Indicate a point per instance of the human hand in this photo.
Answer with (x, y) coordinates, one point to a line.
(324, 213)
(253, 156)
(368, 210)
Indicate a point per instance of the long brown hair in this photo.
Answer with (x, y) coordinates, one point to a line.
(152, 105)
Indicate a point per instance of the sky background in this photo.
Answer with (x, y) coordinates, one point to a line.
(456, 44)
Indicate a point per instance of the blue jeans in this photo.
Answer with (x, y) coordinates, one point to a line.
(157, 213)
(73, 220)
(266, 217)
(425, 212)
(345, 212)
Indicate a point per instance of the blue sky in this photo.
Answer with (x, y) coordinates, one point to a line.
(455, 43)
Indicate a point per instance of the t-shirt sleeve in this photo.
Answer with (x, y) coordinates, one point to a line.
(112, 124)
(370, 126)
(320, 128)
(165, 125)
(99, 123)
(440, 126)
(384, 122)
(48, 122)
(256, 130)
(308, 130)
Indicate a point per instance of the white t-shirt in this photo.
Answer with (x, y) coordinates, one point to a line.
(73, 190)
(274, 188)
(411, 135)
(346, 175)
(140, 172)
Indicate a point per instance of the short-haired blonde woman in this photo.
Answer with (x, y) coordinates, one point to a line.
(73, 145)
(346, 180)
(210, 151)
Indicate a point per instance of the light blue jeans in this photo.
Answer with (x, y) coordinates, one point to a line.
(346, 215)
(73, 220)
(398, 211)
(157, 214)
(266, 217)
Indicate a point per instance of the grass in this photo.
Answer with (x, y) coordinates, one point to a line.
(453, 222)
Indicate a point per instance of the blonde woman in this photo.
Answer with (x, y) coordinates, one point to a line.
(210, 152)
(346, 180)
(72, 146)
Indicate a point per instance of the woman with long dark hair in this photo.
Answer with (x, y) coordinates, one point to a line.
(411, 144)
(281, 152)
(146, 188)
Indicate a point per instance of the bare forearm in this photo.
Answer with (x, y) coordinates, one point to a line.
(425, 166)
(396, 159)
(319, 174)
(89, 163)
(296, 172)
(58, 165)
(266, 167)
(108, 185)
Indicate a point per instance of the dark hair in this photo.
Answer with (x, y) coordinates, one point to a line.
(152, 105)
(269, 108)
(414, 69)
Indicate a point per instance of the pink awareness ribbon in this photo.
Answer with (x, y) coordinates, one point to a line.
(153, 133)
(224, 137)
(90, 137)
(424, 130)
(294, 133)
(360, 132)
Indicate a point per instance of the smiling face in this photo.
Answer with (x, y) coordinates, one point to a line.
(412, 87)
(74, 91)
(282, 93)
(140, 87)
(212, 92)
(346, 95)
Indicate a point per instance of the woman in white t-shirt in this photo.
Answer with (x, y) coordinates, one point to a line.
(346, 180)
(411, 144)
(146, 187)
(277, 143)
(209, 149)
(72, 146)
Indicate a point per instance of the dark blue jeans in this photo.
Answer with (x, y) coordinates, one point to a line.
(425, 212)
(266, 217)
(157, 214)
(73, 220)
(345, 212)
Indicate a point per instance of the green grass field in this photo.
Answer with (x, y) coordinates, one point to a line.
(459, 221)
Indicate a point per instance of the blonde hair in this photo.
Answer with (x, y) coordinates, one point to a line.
━━━━━━━━
Exercise description:
Reproduce all of the records above word for word, keeping every line in its original order.

Response to the task:
Indicate a point per instance of the human hand in this photo.
Answer with (x, y) coordinates, one point to a line.
(324, 213)
(253, 156)
(368, 210)
Indicate a point per instance of the long brown hair in this photo.
Answer with (x, y) coordinates, one point to a line.
(152, 105)
Indicate a point per instance of the sky background in this photo.
Answer with (x, y) coordinates, one point to a line.
(456, 44)
Indicate a point per instance of the blue jeans in this photo.
Answer with (x, y) coordinates, one point to a line.
(157, 213)
(73, 220)
(266, 217)
(425, 212)
(345, 212)
Indicate a point per instance of the blue sky in this photo.
Answer with (x, y) coordinates, one point to a line.
(455, 43)
Indicate a point per instance of the t-shirt sleeve in this photo.
Answer with (x, y) coordinates, one point to a line.
(112, 124)
(370, 126)
(320, 128)
(165, 125)
(99, 123)
(440, 126)
(384, 122)
(48, 122)
(256, 130)
(308, 130)
Indicate a point per instance of the white t-shirt in this photo.
Answer with (x, y) coordinates, one point to a line.
(73, 190)
(274, 188)
(411, 135)
(346, 175)
(140, 172)
Indicate a point per instance of the short-haired blonde woman in this photo.
Answer with (x, y) coordinates, one point to a line.
(73, 145)
(346, 180)
(210, 151)
Indicate a point per instance of the light blue jeans in this photo.
Answer with (x, y) coordinates, one point to a line.
(346, 215)
(73, 220)
(398, 211)
(157, 214)
(266, 217)
Indicate a point per instance of the grass in this photo.
Answer with (x, y) coordinates, one point to a line.
(453, 222)
Indicate a point per instance of the blonde woman in this photo.
Answer with (x, y) coordinates, one point to a line.
(210, 152)
(346, 180)
(72, 146)
Indicate a point per instance of the woman with long dark hair in this photo.
Answer with (x, y) coordinates, one point to a line.
(411, 144)
(281, 152)
(146, 188)
Indicate a point per instance of the bare forearm in this photo.
Answer with (x, y) coordinates, one point to a line.
(425, 166)
(396, 159)
(319, 174)
(89, 163)
(296, 172)
(58, 165)
(266, 167)
(108, 185)
Indicate a point per instance of the dark hair in this photo.
Answer with (x, y) coordinates, one point to a line.
(152, 105)
(269, 108)
(414, 69)
Indicate a point per instance of the pink awareness ribbon in this photo.
Answer with (x, y) coordinates, one point to a line.
(153, 133)
(224, 137)
(90, 137)
(424, 130)
(294, 133)
(360, 132)
Indicate a point per instance of the smiling face in this photo.
Answer with (x, y) coordinates, one point to a line.
(412, 87)
(74, 91)
(282, 93)
(140, 87)
(212, 92)
(346, 95)
Indicate a point per instance of the woman in white t-shirt in this photo.
Answer with (x, y) coordinates, one point to a line.
(346, 180)
(411, 144)
(146, 187)
(277, 143)
(209, 149)
(72, 146)
Indicate a point per instance of the dark blue jeans in this photo.
Answer with (x, y) coordinates, one point to a line.
(425, 212)
(266, 217)
(157, 214)
(73, 220)
(345, 212)
Indicate a point per instance of the green grass field in this photo.
Answer with (x, y) coordinates, one point to a line.
(459, 221)
Indicate a point per instance of the blonde hair in this photo.
Answer with (x, y) coordinates, one point to a line.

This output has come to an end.